## Short task
Pick up the Commonwealth v. Wright case summary after its final sentence and continue writing it.

In Commonwealth v. Wright, the Supreme Judicial Court affirmed the defendant’s convictions for first degree murder and ruled that the judge properly denied the defendant’s motion to suppress statements he made to Canadian authorities.
The basic facts were as follows. The defendant was a habitual abuser of drugs and alcohol. On the date of the killing, after imbibing Klonopin, marijuana, and beer, “the defendant began hearing a voice inside his head” telling him to kill his mother. In response, he slashed his mother’s throat. Later, he killed his grandmother in the same manner. He then drove to the Canadian border. He fled across the border into New Brunswick, but was quickly apprehended by the Royal Canadian Mounted Police. “The defendant was then taken by … border officers to an interview room. The defendant was not handcuffed and appeared ‘fully oriented.’” One of the officers advised the defendant “of his right under the Vienna Convention to speak with a member of the United States government. The officer also informed the defendant of his right to speak with … an attorney paid for by Canada … and the defendant indicated he would like to speak with” an attorney. Nonetheless, he proceeded to converse with the officers without the presence of an attorney and disclosed that he had killed his mother and grandmother. “Custody of the defendant was transferred to United States authorities.” Prior to his trial, “the defendant moved to suppress his statements to the Canadian authorities on the grounds that they were involuntary and that he had not been given his Miranda warnings [Miranda v. Arizona, 384 U.S. 436 (1966)], but his motion was denied.” The defendant was convicted of two counts of first-degree murder.

## Data

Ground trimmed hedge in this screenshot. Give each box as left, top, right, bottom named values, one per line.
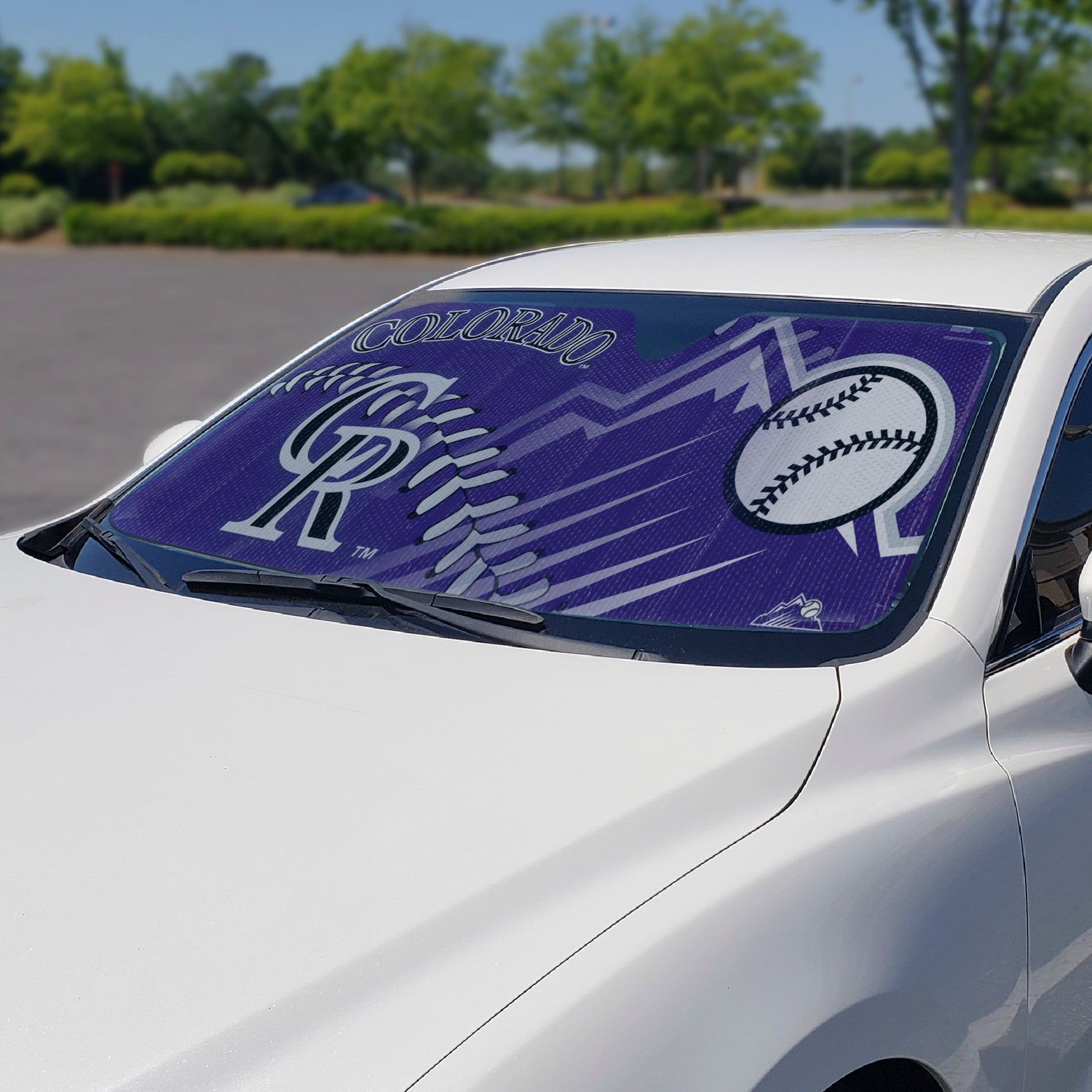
left=63, top=198, right=720, bottom=255
left=0, top=190, right=68, bottom=240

## Response to the task
In its decision, the SJC noted, “[W]e have previously held that Miranda does not govern interrogations ‘carried out by foreign officials in a foreign country,’” because “‘applying the Miranda rule to foreign police officers will not affect their conduct.’ Commonwealth v. Wallace, 356 Mass. 92, 96-97 (1969).” The Court opined that the defendant’s statements to the Canadian officers were “admissible if they were voluntary.” In the Court’s view, they “were indeed voluntary…. [T]here were no signs [that] the defendant was” impaired or that the officers had used trickery or coercion to elicit the defendant’s statements. In response to the defendant’s contention that the officers questioned him after he invoked his right to counsel, the Court stated, “This argument is unavailing, as the requirement that police halt questioning after an individual states he or she wishes to speak with an attorney stems from Miranda, … which does not apply here.”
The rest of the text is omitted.